* begin SUPPLIED PASSAGE *

The amount of influence an art gallery has over an artist varies, with some accounts of artists 'painting to order' to suit a market, whilst other artists are relatively free to do as they wish.

Art galleries take often as much as 30% commission from an artist, indicating to what extent the artist is indebted to the gallery owner(s). This arguably can hinder the creative process, and many artists prefer to represent themselves. However, art gallery space does not come cheap, and whilst some venues will not a charge a commission for artists works the rent may be over £1,000 per week. The difficult economics involved in being an artist mean that for many, representation by an art gallery is the surest way of ensuring development and financial security.

Some art galleries will pay well known artists purely for staying on their books. Most galleries take great pride in sourcing artists that they can develop over time and which reflect the 'house style' of the gallery. In this sense the art gallery, much like the curator, is today seen as having as much of a role as the artist in determining the current (and future) shape of the art scene.

Independent art galleries vary greatly in size and in the nature of their art collections, with some dealing with the 'big hitters' (i.e. the Marlborough Gallery, London) such as Lucian Freud, Frank Auerbach and Francis Bacon and others dealing with artwork by relative unknowns. Who you deal with will depend on your budget and the type of work you wish to buy.

It is worth doing some research and spending some time looking around art galleries in your area before firmly approaching any of them.

* end SUPPLIED PASSAGE *
* begin DATASET SECTION *

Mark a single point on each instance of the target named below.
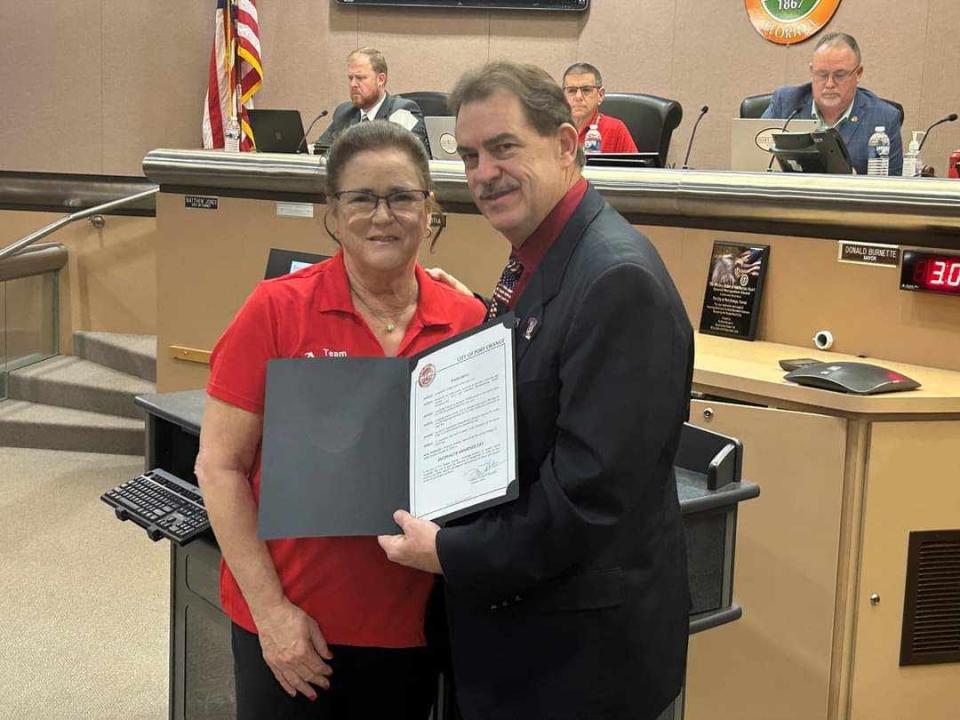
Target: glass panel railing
(29, 322)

* end DATASET SECTION *

REQUIRED ACTIONS:
**a)** According to the art gallery passage, why do many artists still see gallery representation as the surest route to development and financial security, even though galleries take a large commission? Answer in one to three sentences.
**b)** Reproduce word for word the part of the art gallery passage from "Art galleries take" to "and financial security.".
The material has no part in this work.

THE SOLUTIONS:
**a)** Showing work without a gallery is costly, because gallery space does not come cheap. Even venues that charge no commission may ask rent of over £1,000 per week. These difficult economics make representation by a gallery the surest way for many artists to ensure development and financial security.

**b)**
Art galleries take often as much as 30% commission from an artist, indicating to what extent the artist is indebted to the gallery owner(s). This arguably can hinder the creative process, and many artists prefer to represent themselves. However, art gallery space does not come cheap, and whilst some venues will not a charge a commission for artists works the rent may be over £1,000 per week. The difficult economics involved in being an artist mean that for many, representation by an art gallery is the surest way of ensuring development and financial security.